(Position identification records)
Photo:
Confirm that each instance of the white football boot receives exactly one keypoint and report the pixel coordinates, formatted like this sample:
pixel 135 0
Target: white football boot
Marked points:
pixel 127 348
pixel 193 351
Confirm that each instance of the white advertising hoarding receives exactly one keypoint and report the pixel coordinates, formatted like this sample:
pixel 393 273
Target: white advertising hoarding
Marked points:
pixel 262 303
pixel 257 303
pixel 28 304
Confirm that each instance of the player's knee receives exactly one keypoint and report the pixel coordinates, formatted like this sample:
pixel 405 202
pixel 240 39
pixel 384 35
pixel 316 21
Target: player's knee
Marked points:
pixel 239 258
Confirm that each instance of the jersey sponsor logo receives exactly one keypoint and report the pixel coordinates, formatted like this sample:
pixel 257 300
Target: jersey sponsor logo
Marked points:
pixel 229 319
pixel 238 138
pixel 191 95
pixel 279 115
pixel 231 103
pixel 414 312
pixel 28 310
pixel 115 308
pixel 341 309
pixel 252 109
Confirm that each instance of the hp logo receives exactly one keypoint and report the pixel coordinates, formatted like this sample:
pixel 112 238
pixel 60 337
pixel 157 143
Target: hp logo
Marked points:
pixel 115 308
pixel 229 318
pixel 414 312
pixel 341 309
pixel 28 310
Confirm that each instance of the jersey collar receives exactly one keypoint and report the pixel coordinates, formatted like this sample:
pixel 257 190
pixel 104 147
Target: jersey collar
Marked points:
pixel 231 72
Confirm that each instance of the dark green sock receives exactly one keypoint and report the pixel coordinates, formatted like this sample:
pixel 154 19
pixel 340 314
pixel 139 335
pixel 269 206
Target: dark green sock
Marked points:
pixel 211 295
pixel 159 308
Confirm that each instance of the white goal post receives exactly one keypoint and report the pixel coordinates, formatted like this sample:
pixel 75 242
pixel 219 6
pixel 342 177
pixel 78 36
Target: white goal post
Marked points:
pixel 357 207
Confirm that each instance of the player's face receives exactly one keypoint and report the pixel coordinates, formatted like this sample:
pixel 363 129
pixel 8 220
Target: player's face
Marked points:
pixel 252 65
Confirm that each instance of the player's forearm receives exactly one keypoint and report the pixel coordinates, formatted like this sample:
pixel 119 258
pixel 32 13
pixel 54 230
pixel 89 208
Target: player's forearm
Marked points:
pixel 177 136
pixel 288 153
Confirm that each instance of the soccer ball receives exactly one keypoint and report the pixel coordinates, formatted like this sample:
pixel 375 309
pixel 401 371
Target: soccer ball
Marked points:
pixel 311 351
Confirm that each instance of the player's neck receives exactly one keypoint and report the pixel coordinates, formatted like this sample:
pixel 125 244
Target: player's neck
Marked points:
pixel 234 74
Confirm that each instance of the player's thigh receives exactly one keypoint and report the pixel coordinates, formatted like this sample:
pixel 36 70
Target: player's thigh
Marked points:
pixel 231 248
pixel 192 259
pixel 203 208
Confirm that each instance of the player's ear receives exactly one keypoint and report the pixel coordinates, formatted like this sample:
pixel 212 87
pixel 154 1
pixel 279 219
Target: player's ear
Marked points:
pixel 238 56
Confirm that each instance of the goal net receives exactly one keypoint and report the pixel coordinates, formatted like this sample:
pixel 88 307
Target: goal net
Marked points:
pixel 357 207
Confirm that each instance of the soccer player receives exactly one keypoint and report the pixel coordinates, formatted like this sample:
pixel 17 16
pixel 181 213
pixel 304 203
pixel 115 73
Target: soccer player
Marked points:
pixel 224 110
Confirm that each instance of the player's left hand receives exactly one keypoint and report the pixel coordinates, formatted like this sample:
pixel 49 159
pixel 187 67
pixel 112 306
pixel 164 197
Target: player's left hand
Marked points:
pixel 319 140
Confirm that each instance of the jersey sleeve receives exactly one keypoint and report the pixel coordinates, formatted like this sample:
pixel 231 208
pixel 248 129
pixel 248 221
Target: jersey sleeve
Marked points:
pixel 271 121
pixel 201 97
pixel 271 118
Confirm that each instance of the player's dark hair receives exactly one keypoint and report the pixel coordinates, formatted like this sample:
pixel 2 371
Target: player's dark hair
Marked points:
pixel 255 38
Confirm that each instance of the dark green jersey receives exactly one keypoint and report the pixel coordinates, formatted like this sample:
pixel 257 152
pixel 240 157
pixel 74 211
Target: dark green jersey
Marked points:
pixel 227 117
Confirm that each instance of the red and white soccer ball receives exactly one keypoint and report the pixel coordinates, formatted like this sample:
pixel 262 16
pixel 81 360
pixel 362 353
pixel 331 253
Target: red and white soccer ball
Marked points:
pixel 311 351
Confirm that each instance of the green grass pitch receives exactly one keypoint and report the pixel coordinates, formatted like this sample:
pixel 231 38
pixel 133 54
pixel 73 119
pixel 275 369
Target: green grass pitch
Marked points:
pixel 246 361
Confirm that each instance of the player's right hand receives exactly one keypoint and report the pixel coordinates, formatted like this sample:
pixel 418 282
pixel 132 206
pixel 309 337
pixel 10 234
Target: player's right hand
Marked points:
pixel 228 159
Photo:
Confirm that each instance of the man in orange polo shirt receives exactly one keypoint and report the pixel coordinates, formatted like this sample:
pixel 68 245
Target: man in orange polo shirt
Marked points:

▸ GIVEN INSTRUCTION:
Please output the entries above, every line exactly as it reads.

▸ ANSWER TO THIS PROBLEM:
Photo:
Confirm that each instance of the white football boot receives exactly one keypoint and report the pixel coordinates, formatted like this sample:
pixel 135 0
Target: white football boot
Marked points:
pixel 127 348
pixel 193 351
Confirm that each instance of the white advertising hoarding receives exactly one keypoint and report the pixel coordinates, formatted like this sample:
pixel 393 273
Target: white advertising hoarding
Marked points:
pixel 262 303
pixel 257 303
pixel 28 304
Confirm that each instance of the player's knee receives exactly one keypoint and report the pixel coordinates, formatted like this sample:
pixel 405 202
pixel 240 39
pixel 384 35
pixel 316 21
Target: player's knee
Marked points:
pixel 239 258
Confirm that each instance of the jersey sponsor logo receives exactly one keypoint and report the pixel coordinates, formatted like this sample:
pixel 257 300
Target: jersey sponsor logo
Marked points:
pixel 229 319
pixel 238 138
pixel 191 95
pixel 279 115
pixel 231 103
pixel 414 312
pixel 28 310
pixel 115 308
pixel 341 309
pixel 252 109
Confirm that each instance of the hp logo receives exactly one keypoint and report the pixel coordinates, formatted like this sample:
pixel 112 238
pixel 60 337
pixel 157 143
Target: hp logo
Marked points:
pixel 115 308
pixel 229 318
pixel 414 312
pixel 341 309
pixel 28 310
Confirm that each instance of the jersey collar receives exactly one keypoint and report the pixel coordinates, formatted like this sample:
pixel 257 190
pixel 104 147
Target: jersey collar
Marked points:
pixel 231 72
Confirm that each instance of the dark green sock receives exactly one keypoint and report the pixel coordinates, formatted like this sample:
pixel 154 19
pixel 340 314
pixel 139 335
pixel 269 206
Target: dark green sock
Marked points:
pixel 211 295
pixel 159 308
Confirm that each instance of the white goal post receives exactly one keypoint and report the pixel coordinates, formatted like this sample:
pixel 75 242
pixel 219 6
pixel 342 177
pixel 78 36
Target: white goal post
Marked points:
pixel 357 207
Confirm that each instance of the player's face receives exactly one keypoint and report the pixel coordinates, formatted like this sample:
pixel 363 129
pixel 8 220
Target: player's face
Marked points:
pixel 252 65
Confirm that each instance of the player's forearm receives exactly one keypoint and report the pixel coordinates, formatted like this sample:
pixel 119 258
pixel 32 13
pixel 54 230
pixel 89 208
Target: player's forearm
Marked points:
pixel 177 136
pixel 288 153
Confirm that each instance of the soccer ball receives exactly one keypoint and report the pixel coordinates, formatted like this sample:
pixel 375 309
pixel 401 371
Target: soccer ball
Marked points:
pixel 311 351
Confirm that each instance of the player's neck receives exactly one keypoint and report the pixel coordinates, formatted like this sample:
pixel 125 244
Target: player's neck
Marked points:
pixel 234 74
Confirm that each instance of the player's thigh receives exactly one keypoint and report the pixel coordinates, formatted like this sample:
pixel 36 70
Target: player's thigh
Marked points:
pixel 231 248
pixel 192 259
pixel 203 208
Confirm that each instance of the player's ear receives exactly one keypoint and report the pixel coordinates, formatted like this sample:
pixel 212 87
pixel 154 1
pixel 279 219
Target: player's ear
Marked points:
pixel 238 56
Confirm that each instance of the goal net receives exactly one keypoint and report the pixel coordinates, formatted like this sample:
pixel 88 307
Target: goal net
Marked points:
pixel 357 207
Confirm that each instance of the soccer player receives exactly one keypoint and report the pixel coordinates, formatted like this sample:
pixel 17 16
pixel 181 213
pixel 304 203
pixel 115 73
Target: soccer player
Marked points:
pixel 224 110
Confirm that each instance of the player's left hand receives exactly one keypoint and report the pixel coordinates, formatted like this sample:
pixel 49 159
pixel 187 67
pixel 112 306
pixel 164 197
Target: player's left hand
Marked points:
pixel 319 140
Confirm that each instance of the jersey sleeve receives exactly one keypoint and report the pixel coordinates, formatted like this sample:
pixel 231 208
pixel 248 129
pixel 248 221
Target: jersey sleeve
Marked points:
pixel 271 121
pixel 201 97
pixel 271 118
Confirm that each instance of the player's dark hair receives exactly one keypoint and report the pixel coordinates, formatted like this sample:
pixel 2 371
Target: player's dark hair
Marked points:
pixel 255 38
Confirm that each instance of the dark green jersey receives exactly one keypoint and report the pixel coordinates, formatted like this sample:
pixel 257 152
pixel 240 157
pixel 74 211
Target: dark green jersey
Marked points:
pixel 227 117
Confirm that each instance of the red and white soccer ball receives exactly one keypoint and report the pixel coordinates, formatted like this sample:
pixel 262 16
pixel 81 360
pixel 362 353
pixel 331 253
Target: red and white soccer ball
Marked points:
pixel 311 351
Confirm that each instance of the green grass pitch receives exactly one keypoint and report the pixel coordinates, formatted like this sample:
pixel 231 38
pixel 133 54
pixel 73 119
pixel 275 369
Target: green grass pitch
Marked points:
pixel 246 361
Confirm that each instance of the player's right hand receives exactly one keypoint and report the pixel coordinates, formatted like this sample:
pixel 418 282
pixel 132 206
pixel 309 337
pixel 10 234
Target: player's right hand
Marked points:
pixel 228 159
Photo:
Confirm that each instance of the man in orange polo shirt receives exactly one keypoint and report the pixel coordinates, formatted like this sample:
pixel 68 245
Target: man in orange polo shirt
Marked points:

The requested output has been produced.